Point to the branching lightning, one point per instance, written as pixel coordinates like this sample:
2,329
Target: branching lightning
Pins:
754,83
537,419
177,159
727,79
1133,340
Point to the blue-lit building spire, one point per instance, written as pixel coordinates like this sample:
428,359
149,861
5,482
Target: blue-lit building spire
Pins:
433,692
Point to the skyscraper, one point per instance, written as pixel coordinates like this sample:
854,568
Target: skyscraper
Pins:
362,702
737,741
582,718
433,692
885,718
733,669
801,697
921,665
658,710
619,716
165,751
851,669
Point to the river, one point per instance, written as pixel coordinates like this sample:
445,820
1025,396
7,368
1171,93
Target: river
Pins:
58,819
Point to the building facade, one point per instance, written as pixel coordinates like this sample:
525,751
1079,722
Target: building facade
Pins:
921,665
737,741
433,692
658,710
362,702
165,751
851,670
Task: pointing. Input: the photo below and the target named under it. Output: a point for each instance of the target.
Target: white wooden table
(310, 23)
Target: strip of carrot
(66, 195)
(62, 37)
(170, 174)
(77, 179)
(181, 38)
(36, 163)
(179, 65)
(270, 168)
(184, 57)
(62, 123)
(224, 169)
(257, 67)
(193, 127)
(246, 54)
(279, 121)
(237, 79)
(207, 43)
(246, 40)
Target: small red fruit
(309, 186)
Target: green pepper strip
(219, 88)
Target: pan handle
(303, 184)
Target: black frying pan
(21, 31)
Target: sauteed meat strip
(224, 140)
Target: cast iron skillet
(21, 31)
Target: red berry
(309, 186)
———
__EXERCISE DIRECTIONS__.
Rewrite all of the data above, replacing "skyscraper" with "tower" and leaving everything else unchanged.

__SOLUTION TO THIS EXERCISE__.
Point to the branching lightning, one point per instance, written as pixel coordinates like this sample:
2,329
Target: branching lightning
Pins:
754,83
537,419
177,159
727,79
1133,340
Point to the blue-lit building spire, one point per instance, written as pixel coordinates like this sample:
428,359
149,861
5,482
Target: blue-lit building spire
Pins:
433,692
Point to the tower, one point per instance, written as pixel coordinates like this sample:
854,568
Target: tower
Pins:
362,702
737,741
582,718
433,692
885,718
733,669
801,697
921,665
658,710
619,716
165,751
851,669
Point to the river, one point per instance, written as pixel coordinates like this sample:
445,820
1025,396
7,368
1171,93
Target: river
Pins:
58,819
Point to the building facade, one point per instance, written as pixel coordinates like this sample:
525,751
1079,722
Target: building facade
Pins:
921,665
737,741
433,692
658,710
362,702
165,751
851,670
Task: pointing. Input: the photo below and the target named under it. Output: a point for each instance of the target.
Target: white wooden table
(310, 23)
Target: strip of carrot
(66, 195)
(62, 37)
(170, 174)
(77, 179)
(181, 38)
(36, 163)
(179, 65)
(270, 168)
(184, 57)
(62, 123)
(224, 169)
(257, 67)
(193, 127)
(246, 54)
(279, 121)
(237, 79)
(207, 43)
(246, 40)
Target: small red fruit
(309, 186)
Target: green pepper strip
(219, 88)
Target: pan handle
(303, 184)
Target: black frying pan
(21, 31)
Target: sauteed meat strip
(224, 140)
Target: cast iron skillet
(21, 31)
Target: red berry
(309, 186)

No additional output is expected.